Record extracts:
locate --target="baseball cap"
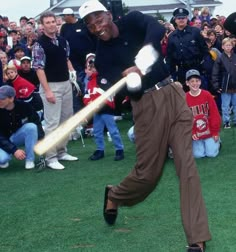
[86,53,96,60]
[20,16,29,21]
[0,85,16,100]
[79,0,107,18]
[224,12,236,35]
[60,8,74,16]
[20,56,31,62]
[186,69,201,80]
[173,8,189,18]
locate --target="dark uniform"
[85,8,211,248]
[166,9,208,91]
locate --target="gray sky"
[0,0,232,21]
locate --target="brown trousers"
[109,83,211,244]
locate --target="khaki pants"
[109,83,211,244]
[40,81,73,162]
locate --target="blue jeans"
[93,114,124,150]
[193,137,220,158]
[221,93,236,124]
[0,123,38,164]
[127,126,135,143]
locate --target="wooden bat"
[34,77,126,155]
[34,44,159,155]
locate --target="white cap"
[79,0,107,18]
[86,53,96,60]
[20,56,31,61]
[61,8,74,15]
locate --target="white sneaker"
[58,153,78,161]
[0,162,9,169]
[25,160,35,170]
[47,161,65,170]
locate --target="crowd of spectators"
[0,7,236,170]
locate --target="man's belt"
[144,76,173,94]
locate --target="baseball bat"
[34,77,126,155]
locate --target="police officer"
[166,8,207,91]
[224,12,236,35]
[79,0,211,252]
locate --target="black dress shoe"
[103,186,118,225]
[89,150,104,161]
[114,150,125,161]
[187,242,206,252]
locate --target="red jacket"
[186,90,221,139]
[83,73,115,109]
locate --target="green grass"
[0,120,236,252]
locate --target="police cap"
[173,8,189,18]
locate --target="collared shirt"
[32,37,70,70]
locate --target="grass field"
[0,120,236,252]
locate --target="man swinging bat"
[79,0,211,252]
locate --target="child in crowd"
[4,65,43,111]
[186,69,221,158]
[0,51,8,83]
[14,46,25,61]
[83,54,124,161]
[212,38,236,129]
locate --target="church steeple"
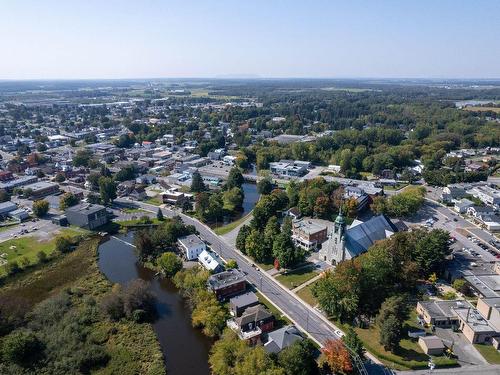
[334,207,346,235]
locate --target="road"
[115,198,386,374]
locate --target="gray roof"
[66,203,106,215]
[345,215,398,257]
[229,292,259,307]
[264,325,304,353]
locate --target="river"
[99,233,212,375]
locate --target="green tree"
[156,207,164,221]
[278,339,318,375]
[236,224,252,254]
[379,315,402,352]
[32,199,49,217]
[191,171,207,193]
[222,187,244,212]
[59,193,80,211]
[99,177,116,205]
[257,176,273,195]
[157,252,182,278]
[342,326,365,358]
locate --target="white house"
[177,234,207,260]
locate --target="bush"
[2,330,43,367]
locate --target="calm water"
[99,233,212,375]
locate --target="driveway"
[436,328,487,366]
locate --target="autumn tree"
[319,339,354,375]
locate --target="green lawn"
[474,344,500,365]
[276,267,318,289]
[122,207,148,214]
[336,311,457,371]
[297,281,318,306]
[0,228,84,276]
[255,291,291,328]
[214,212,251,236]
[115,217,161,227]
[144,196,163,206]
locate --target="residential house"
[264,325,304,353]
[227,305,274,345]
[198,249,224,273]
[177,234,207,260]
[292,218,328,251]
[229,292,259,317]
[207,269,247,300]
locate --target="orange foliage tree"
[320,339,353,374]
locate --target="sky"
[0,0,500,79]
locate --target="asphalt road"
[115,198,387,374]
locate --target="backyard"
[276,266,318,289]
[0,228,84,276]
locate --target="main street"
[115,198,388,374]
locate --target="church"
[319,212,399,265]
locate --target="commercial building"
[177,234,207,260]
[24,181,59,200]
[65,203,108,230]
[269,160,311,178]
[292,218,328,251]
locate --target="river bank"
[99,232,212,375]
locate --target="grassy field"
[276,267,318,289]
[0,228,82,276]
[115,217,161,227]
[0,237,165,375]
[336,312,457,371]
[255,292,291,328]
[214,212,251,236]
[297,281,318,306]
[474,344,500,365]
[464,106,500,113]
[144,196,163,206]
[122,207,148,214]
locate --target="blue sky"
[0,0,500,79]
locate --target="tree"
[278,339,318,375]
[379,315,402,352]
[0,189,10,203]
[376,296,409,351]
[225,167,245,190]
[191,289,228,337]
[158,252,182,278]
[342,326,365,359]
[222,187,244,212]
[319,339,353,374]
[32,199,49,217]
[452,279,470,295]
[191,171,207,193]
[236,224,252,254]
[245,229,269,263]
[412,229,450,275]
[156,207,164,221]
[99,177,116,205]
[54,172,66,183]
[73,149,92,167]
[59,192,80,211]
[257,177,273,195]
[2,330,43,367]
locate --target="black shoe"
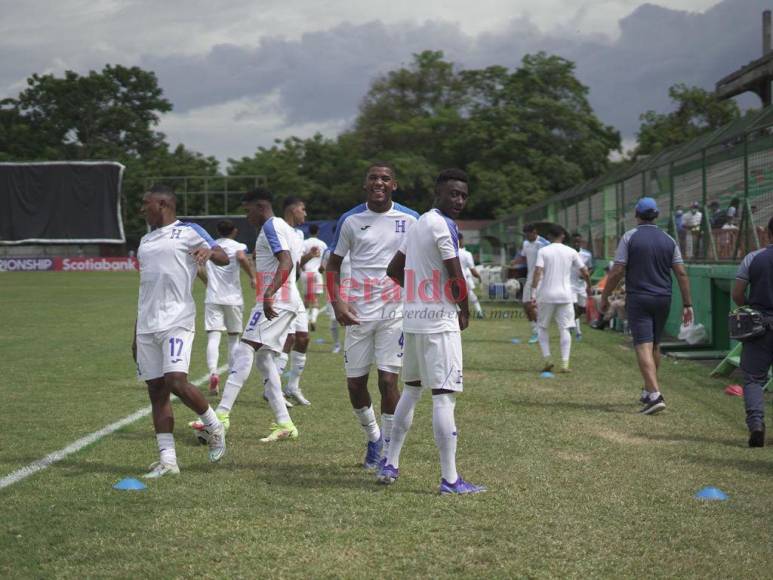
[749,425,765,447]
[639,395,666,415]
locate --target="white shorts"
[537,302,574,328]
[403,331,464,393]
[137,328,196,381]
[301,272,324,300]
[521,275,532,304]
[242,302,296,353]
[290,306,309,333]
[204,304,244,334]
[344,318,403,378]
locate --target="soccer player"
[199,220,255,395]
[572,233,593,340]
[301,224,327,332]
[377,169,485,495]
[207,188,303,443]
[132,185,228,479]
[601,197,693,415]
[459,232,483,318]
[327,162,419,469]
[521,224,550,344]
[531,224,590,373]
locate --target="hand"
[333,302,360,326]
[263,296,278,320]
[190,247,212,266]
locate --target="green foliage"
[634,83,741,156]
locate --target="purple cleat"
[376,460,400,485]
[440,475,486,495]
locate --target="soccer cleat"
[639,395,666,415]
[260,421,298,443]
[207,423,225,463]
[142,461,180,479]
[749,425,765,447]
[362,437,384,469]
[209,373,220,395]
[287,389,311,407]
[440,475,486,495]
[376,461,400,485]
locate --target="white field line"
[0,367,226,489]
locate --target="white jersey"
[572,248,593,293]
[204,238,247,306]
[400,209,459,334]
[303,238,327,272]
[255,216,303,312]
[333,203,419,321]
[534,243,583,304]
[137,220,217,334]
[521,236,550,278]
[459,248,475,290]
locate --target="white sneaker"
[207,423,225,463]
[288,389,311,407]
[142,461,180,479]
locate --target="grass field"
[0,273,773,578]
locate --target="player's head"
[547,224,566,244]
[282,195,306,226]
[635,197,659,223]
[572,232,583,252]
[215,220,239,239]
[242,187,274,228]
[435,169,470,219]
[363,161,397,206]
[140,184,177,228]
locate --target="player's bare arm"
[387,252,405,287]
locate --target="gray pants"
[741,330,773,431]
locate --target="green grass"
[0,273,773,578]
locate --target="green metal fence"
[481,107,773,262]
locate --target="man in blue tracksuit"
[733,218,773,447]
[601,197,693,415]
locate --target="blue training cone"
[694,486,727,501]
[113,477,147,491]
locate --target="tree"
[633,83,741,157]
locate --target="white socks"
[546,328,572,364]
[217,341,255,413]
[156,433,177,465]
[255,350,290,423]
[384,385,424,467]
[537,326,550,358]
[354,406,381,443]
[207,331,220,375]
[287,350,306,394]
[432,394,459,483]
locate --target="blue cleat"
[362,437,384,469]
[440,476,486,495]
[376,461,400,485]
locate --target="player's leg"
[537,303,555,372]
[344,322,382,469]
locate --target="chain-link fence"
[482,107,773,262]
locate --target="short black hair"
[216,220,236,237]
[435,167,469,188]
[282,195,303,209]
[242,187,274,203]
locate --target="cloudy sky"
[0,0,772,160]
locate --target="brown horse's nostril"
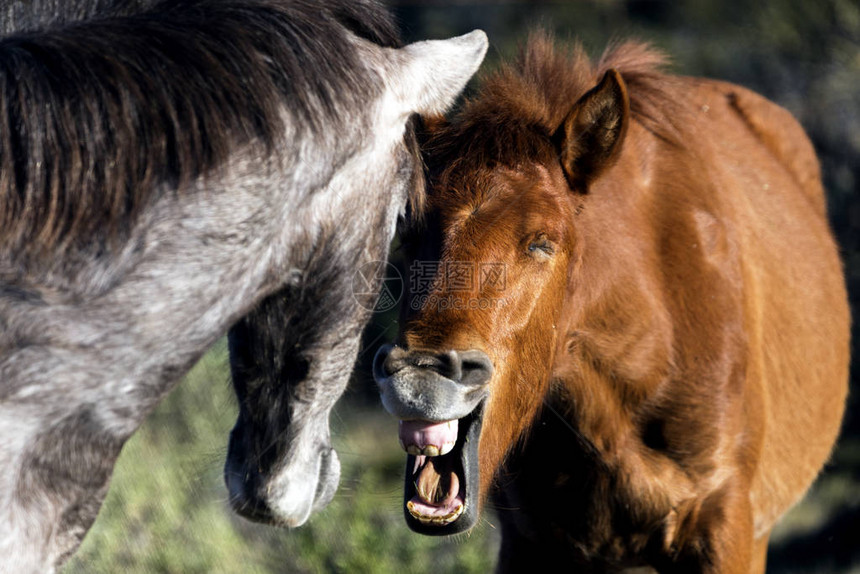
[373,345,493,386]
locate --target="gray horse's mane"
[0,0,399,253]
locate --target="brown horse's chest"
[494,412,676,571]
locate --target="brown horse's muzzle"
[373,345,493,535]
[373,345,493,422]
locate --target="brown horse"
[374,34,850,574]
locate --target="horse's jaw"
[401,401,484,536]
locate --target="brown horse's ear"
[553,69,630,192]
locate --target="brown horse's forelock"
[423,31,683,205]
[0,0,404,254]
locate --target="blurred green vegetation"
[64,0,860,574]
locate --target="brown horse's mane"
[425,31,679,192]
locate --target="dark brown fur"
[401,34,849,574]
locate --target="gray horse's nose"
[373,345,493,386]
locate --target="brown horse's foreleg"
[657,485,756,574]
[750,532,770,574]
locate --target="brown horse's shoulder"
[684,79,826,215]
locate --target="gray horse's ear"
[553,69,630,192]
[389,30,489,116]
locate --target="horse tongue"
[399,420,458,456]
[415,456,460,507]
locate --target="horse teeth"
[400,441,457,456]
[406,500,465,526]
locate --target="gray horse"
[0,0,487,573]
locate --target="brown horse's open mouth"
[400,403,483,534]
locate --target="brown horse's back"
[680,80,850,535]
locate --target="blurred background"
[64,0,860,574]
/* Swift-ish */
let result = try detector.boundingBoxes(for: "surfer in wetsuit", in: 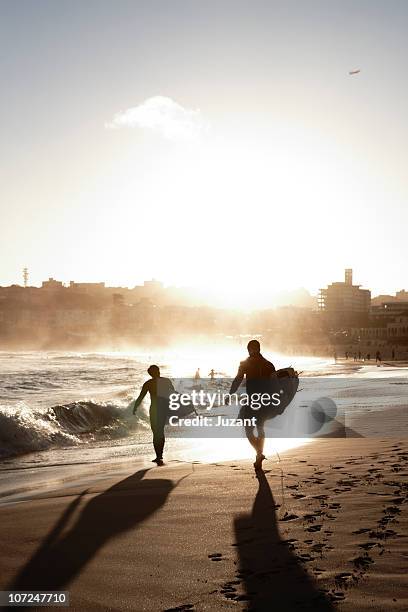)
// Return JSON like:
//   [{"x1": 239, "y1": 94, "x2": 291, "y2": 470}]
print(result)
[
  {"x1": 230, "y1": 340, "x2": 276, "y2": 470},
  {"x1": 133, "y1": 365, "x2": 175, "y2": 465}
]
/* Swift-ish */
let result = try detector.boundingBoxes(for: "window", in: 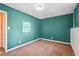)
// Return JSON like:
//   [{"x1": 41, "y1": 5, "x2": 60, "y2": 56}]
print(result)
[{"x1": 23, "y1": 22, "x2": 31, "y2": 32}]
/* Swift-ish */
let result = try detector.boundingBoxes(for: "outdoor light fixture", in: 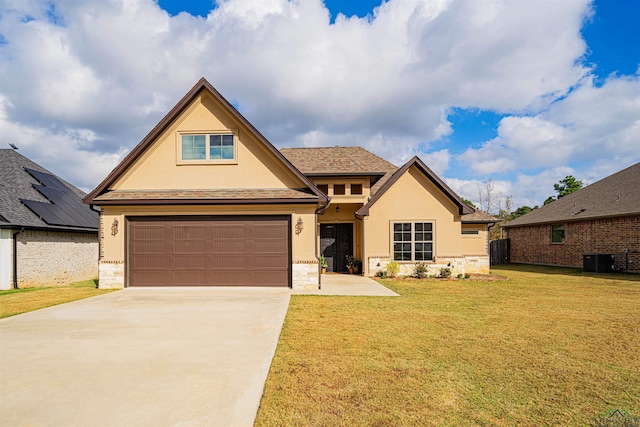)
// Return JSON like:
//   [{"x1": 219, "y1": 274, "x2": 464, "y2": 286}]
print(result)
[
  {"x1": 296, "y1": 217, "x2": 304, "y2": 234},
  {"x1": 111, "y1": 219, "x2": 118, "y2": 236}
]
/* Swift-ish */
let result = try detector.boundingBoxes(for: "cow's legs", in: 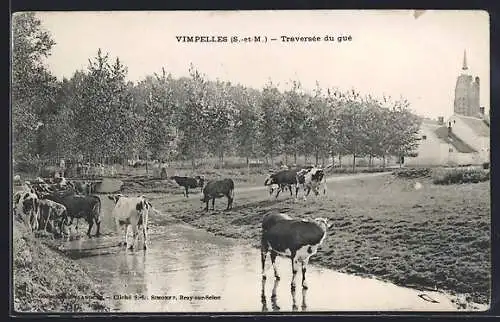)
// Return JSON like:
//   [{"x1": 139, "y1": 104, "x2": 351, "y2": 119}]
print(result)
[
  {"x1": 290, "y1": 253, "x2": 299, "y2": 292},
  {"x1": 302, "y1": 259, "x2": 308, "y2": 290},
  {"x1": 127, "y1": 225, "x2": 139, "y2": 249},
  {"x1": 95, "y1": 219, "x2": 101, "y2": 237},
  {"x1": 304, "y1": 186, "x2": 311, "y2": 200},
  {"x1": 43, "y1": 210, "x2": 54, "y2": 231},
  {"x1": 87, "y1": 217, "x2": 94, "y2": 238},
  {"x1": 142, "y1": 223, "x2": 148, "y2": 250},
  {"x1": 260, "y1": 238, "x2": 269, "y2": 280},
  {"x1": 271, "y1": 250, "x2": 280, "y2": 280},
  {"x1": 124, "y1": 225, "x2": 129, "y2": 247}
]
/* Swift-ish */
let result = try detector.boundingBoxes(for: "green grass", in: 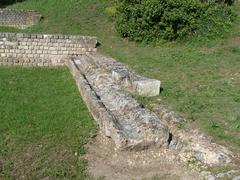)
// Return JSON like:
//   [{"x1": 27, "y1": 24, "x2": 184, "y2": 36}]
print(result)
[
  {"x1": 0, "y1": 67, "x2": 96, "y2": 179},
  {"x1": 0, "y1": 0, "x2": 240, "y2": 152}
]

What needs to be done:
Recast the data from its first line up to and including the line that contains "[115,198,386,374]" as a JSON list of strings, with one string per line and blank lines omitted. Leave the pictures out of your answer.

Exercise output:
[
  "locate --target=\"baseball cap\"",
  "[86,53,96,60]",
  "[20,16,29,21]",
  "[0,85,16,100]",
  "[79,0,107,18]",
  "[224,12,236,35]",
  "[60,8,74,16]",
  "[20,56,31,62]",
  "[186,69,201,80]",
  "[173,8,189,18]",
  "locate --target=\"dark uniform\"",
  "[85,8,211,248]",
  "[166,9,208,91]",
  "locate --target=\"gray sky\"",
  "[0,0,232,21]",
  "locate --target=\"brown trousers\"",
  "[109,83,211,244]",
  "locate --target=\"khaki pants\"",
  "[109,83,211,244]",
  "[40,81,73,162]",
  "locate --target=\"blue jeans\"",
  "[93,114,124,150]",
  "[193,137,220,158]",
  "[221,93,236,124]",
  "[0,123,38,164]",
  "[127,126,135,143]",
  "locate --target=\"wooden bat\"",
  "[34,77,126,155]",
  "[34,44,159,155]",
  "locate --target=\"white cap\"",
  "[79,0,107,18]",
  "[86,53,96,60]",
  "[20,56,31,61]",
  "[61,8,74,15]",
  "locate --target=\"white sneaker\"",
  "[58,153,78,161]",
  "[0,162,9,169]",
  "[25,160,35,170]",
  "[47,161,65,170]",
  "locate --target=\"crowd of spectators\"",
  "[0,7,236,170]",
  "locate --target=\"man's belt\"",
  "[144,76,173,94]",
  "locate --target=\"baseball bat\"",
  "[34,77,126,155]",
  "locate --target=\"police officer\"",
  "[166,8,207,91]",
  "[224,12,236,35]",
  "[79,0,211,252]",
  "locate --target=\"black dress shoe\"",
  "[103,186,118,225]",
  "[89,150,104,161]",
  "[114,150,125,161]",
  "[187,242,206,252]",
  "locate --target=\"red jacket\"",
  "[186,90,221,139]",
  "[83,73,115,109]",
  "locate --target=\"green grass\"",
  "[0,120,236,252]",
  "locate --target=\"police cap\"",
  "[173,8,189,18]",
  "locate --target=\"collared shirt\"",
  "[32,37,70,70]",
  "locate --target=\"grass field\"",
  "[0,120,236,252]",
  "locate --target=\"man swinging bat\"",
  "[79,0,211,252]",
  "locate --target=\"child in crowd\"",
  "[4,65,43,111]",
  "[186,69,221,158]",
  "[0,51,8,83]",
  "[14,46,25,61]",
  "[83,54,124,161]",
  "[212,38,236,129]",
  "locate --target=\"church steeple\"",
  "[334,207,346,235]",
  "locate --target=\"road\"",
  "[115,198,386,374]"
]